### Records for the task

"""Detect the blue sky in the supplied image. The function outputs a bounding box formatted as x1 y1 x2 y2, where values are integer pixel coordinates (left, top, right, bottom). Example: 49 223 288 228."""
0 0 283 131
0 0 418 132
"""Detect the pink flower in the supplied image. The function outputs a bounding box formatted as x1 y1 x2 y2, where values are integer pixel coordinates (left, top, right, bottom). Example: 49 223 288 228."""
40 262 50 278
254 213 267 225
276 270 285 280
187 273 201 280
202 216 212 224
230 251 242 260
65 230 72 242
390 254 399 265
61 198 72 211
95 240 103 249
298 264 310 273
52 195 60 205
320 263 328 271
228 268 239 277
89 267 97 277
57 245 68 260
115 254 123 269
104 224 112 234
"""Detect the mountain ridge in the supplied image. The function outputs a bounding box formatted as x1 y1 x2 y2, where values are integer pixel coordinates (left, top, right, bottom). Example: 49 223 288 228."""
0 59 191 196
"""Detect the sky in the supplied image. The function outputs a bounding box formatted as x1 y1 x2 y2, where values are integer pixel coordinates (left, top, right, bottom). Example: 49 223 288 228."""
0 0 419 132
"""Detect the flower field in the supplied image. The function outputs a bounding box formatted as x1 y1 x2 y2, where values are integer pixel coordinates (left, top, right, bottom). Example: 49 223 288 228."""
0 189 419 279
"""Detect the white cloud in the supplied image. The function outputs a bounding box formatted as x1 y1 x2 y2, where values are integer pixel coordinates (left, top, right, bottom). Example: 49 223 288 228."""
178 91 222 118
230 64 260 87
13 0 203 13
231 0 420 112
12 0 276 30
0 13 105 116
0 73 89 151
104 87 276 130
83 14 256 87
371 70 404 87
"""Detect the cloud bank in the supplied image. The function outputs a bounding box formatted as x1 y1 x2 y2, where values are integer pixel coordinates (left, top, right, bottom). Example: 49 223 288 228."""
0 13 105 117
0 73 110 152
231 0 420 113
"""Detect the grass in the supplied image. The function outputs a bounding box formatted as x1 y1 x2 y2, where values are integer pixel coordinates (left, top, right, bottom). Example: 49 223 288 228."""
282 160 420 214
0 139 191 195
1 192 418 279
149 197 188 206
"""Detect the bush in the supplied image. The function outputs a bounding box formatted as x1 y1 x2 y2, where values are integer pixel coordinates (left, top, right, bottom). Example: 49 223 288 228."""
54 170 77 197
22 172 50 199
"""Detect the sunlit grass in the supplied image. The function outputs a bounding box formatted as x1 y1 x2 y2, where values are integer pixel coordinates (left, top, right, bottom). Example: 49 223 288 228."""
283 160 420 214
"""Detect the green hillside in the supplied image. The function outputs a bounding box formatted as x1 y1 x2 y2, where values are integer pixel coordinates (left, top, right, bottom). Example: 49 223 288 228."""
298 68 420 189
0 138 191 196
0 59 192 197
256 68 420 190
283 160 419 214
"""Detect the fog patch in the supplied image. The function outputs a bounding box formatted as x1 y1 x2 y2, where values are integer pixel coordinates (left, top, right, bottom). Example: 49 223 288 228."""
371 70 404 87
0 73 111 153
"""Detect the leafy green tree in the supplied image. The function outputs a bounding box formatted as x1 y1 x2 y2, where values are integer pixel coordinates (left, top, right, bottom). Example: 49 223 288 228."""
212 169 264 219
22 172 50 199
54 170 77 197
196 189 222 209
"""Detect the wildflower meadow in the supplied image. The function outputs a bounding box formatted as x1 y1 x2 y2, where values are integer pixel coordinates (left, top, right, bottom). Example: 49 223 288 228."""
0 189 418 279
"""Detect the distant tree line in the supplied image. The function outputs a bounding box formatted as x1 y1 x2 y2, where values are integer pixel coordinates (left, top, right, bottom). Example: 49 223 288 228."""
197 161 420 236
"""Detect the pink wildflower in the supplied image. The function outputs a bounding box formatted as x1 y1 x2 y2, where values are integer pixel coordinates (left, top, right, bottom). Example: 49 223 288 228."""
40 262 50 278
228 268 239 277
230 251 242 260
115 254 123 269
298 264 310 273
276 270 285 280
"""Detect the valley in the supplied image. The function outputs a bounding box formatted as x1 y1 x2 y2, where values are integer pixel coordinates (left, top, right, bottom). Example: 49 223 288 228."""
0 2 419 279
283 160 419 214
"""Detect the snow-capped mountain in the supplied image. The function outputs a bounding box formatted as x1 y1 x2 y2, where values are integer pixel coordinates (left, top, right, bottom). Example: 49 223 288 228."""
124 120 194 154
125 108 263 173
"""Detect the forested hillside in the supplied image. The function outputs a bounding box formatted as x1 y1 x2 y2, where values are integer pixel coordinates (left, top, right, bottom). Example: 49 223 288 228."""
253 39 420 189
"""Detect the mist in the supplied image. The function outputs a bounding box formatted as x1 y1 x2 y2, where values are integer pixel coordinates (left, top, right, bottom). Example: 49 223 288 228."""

### Task prompt
All of the data above should be transcribed exactly.

### Solution for this problem
"""Detect the blue sky in the supplied image. The function outputs a bounding box formatted as x1 y1 x2 y2, where values are integer pixel coordinates (left, top, right, bottom). Example: 49 223 288 228."""
0 0 283 131
0 0 418 132
"""Detect the pink flower in the supplied image. The function outputs a bounding box formatted as x1 y1 x2 y2, where values are integer pixel coordinates (left, top, right, bottom). Example: 49 223 288 228."""
40 262 50 278
254 213 267 225
276 270 285 280
187 273 201 280
202 216 212 224
230 251 242 260
65 230 72 242
390 254 399 265
61 198 72 211
95 240 103 249
298 264 310 273
52 195 60 205
320 263 328 271
228 268 239 277
89 267 97 277
57 245 68 260
115 254 123 269
104 224 112 234
"""Detect the mountain ridge in the supplied image. The function outputs a bounding box formatted as x1 y1 x2 y2, where values are integer pixel coordinates (left, top, right, bottom). Example: 49 223 288 228."""
0 59 191 196
"""Detect the sky in the supplied image. The function outputs a bounding box formatted as x1 y1 x2 y2, where values are integer pixel coordinates (left, top, right, bottom). Example: 49 223 288 228."""
0 0 419 132
"""Detect the flower field in the supplied image. The function outputs a bounding box formatted as x1 y1 x2 y2, where values are integer pixel coordinates (left, top, right, bottom). Example: 49 223 288 228."""
0 189 419 279
"""Detect the white cloud in the supplied image. The function outputs a bounding box formatted as x1 y1 x2 y2, where values are integer pixel coordinates (left, top, right, bottom). Example: 49 223 288 228."""
178 91 222 118
230 64 260 87
13 0 203 13
231 0 420 112
12 0 276 30
0 13 105 116
0 73 89 151
104 87 276 130
83 14 256 87
371 70 404 87
"""Detect the cloud bank in the supplied image. The function outputs a bounding box formatted as x1 y1 x2 y2, where values are integer pixel coordinates (left, top, right, bottom). Example: 49 223 288 228."""
0 13 105 117
0 73 110 152
231 0 420 113
"""Detect the grass in the supplied image. The function outputs a bounding box formatted as x1 y1 x2 y2, where values are integer pixel coordinates (left, top, right, bottom). Example: 49 223 288 228."""
282 160 420 214
0 139 191 195
1 192 418 279
149 197 188 206
"""Detect the bush in the supplied image. The function outputs a bounding box formatted as x1 y1 x2 y2, where values are integer pixel coordinates (left, top, right, bottom). Example: 49 223 288 228."""
54 170 77 197
22 172 50 199
"""Detect the sunlit grass in the supplied image. The function outputs a bounding box formatted as x1 y1 x2 y2, where values are integer pixel coordinates (left, top, right, bottom). Example: 49 223 288 228."""
283 160 420 214
"""Detect the green hillside in the supplied image. The function outputs a bounding box formatted as x1 y1 x2 y2, where values are integer pixel coordinates (left, top, right, bottom). Example: 49 223 288 228."""
298 68 420 189
0 138 191 196
0 59 192 197
256 68 420 190
283 160 419 214
"""Detect the fog patch in the supplied image. The function outputs a bounding box formatted as x1 y1 x2 y2, where values are integer pixel coordinates (left, top, right, bottom). Example: 49 223 288 228."""
371 70 404 87
0 73 111 153
"""Detect the leafy green tree in the supplied image. The function outputs a bounding box formatted as x1 y1 x2 y2, where values are integer pixel coordinates (left, top, right, bottom). Example: 49 223 288 228."""
212 169 264 219
22 172 50 199
54 170 77 197
196 189 222 209
"""Detect the wildflower meadow in the supplied image. The function outputs a bounding box formatted as x1 y1 x2 y2, where values are integer pixel coordinates (left, top, right, bottom). Example: 49 223 288 228."""
0 189 418 279
"""Detect the distant tree line in the supplied image. The function outputs a bounding box formatted as x1 y1 x2 y2, where values are integer pixel coordinates (left, top, right, bottom). Example: 49 223 288 228."""
197 161 420 236
"""Detect the pink wildflower in the supplied image. The function outputs a bounding box formatted as x1 y1 x2 y2, where values are integer pixel coordinates (left, top, right, bottom). Example: 49 223 288 228."""
40 262 50 278
228 268 239 277
230 251 242 260
115 254 123 269
298 264 310 273
276 270 285 280
"""Detect the valley in the supplied image. The function outputs a bounding box formatted as x1 y1 x2 y2, where values are integer pixel coordinates (left, top, right, bottom). Example: 49 223 288 228."""
0 2 419 279
283 160 419 214
"""Detect the snow-capped mountain in the supplied image. The function outputs a bounding box formatted as x1 y1 x2 y2, where values are integer pixel coordinates (left, top, right, bottom). Example: 49 223 288 228."""
124 120 194 154
125 108 263 173
"""Detect the forested hillside in the supplied image. The function outputs a bounding box formatted as x1 y1 x2 y2, where values are integer pixel coordinates (left, top, right, bottom). Example: 49 223 288 228."""
253 39 420 189
"""Detect the mist in the supplied image. The function outputs a bounding box formatted as x1 y1 x2 y2, where values are integer pixel coordinates (left, top, right, bottom). Example: 49 223 288 228."""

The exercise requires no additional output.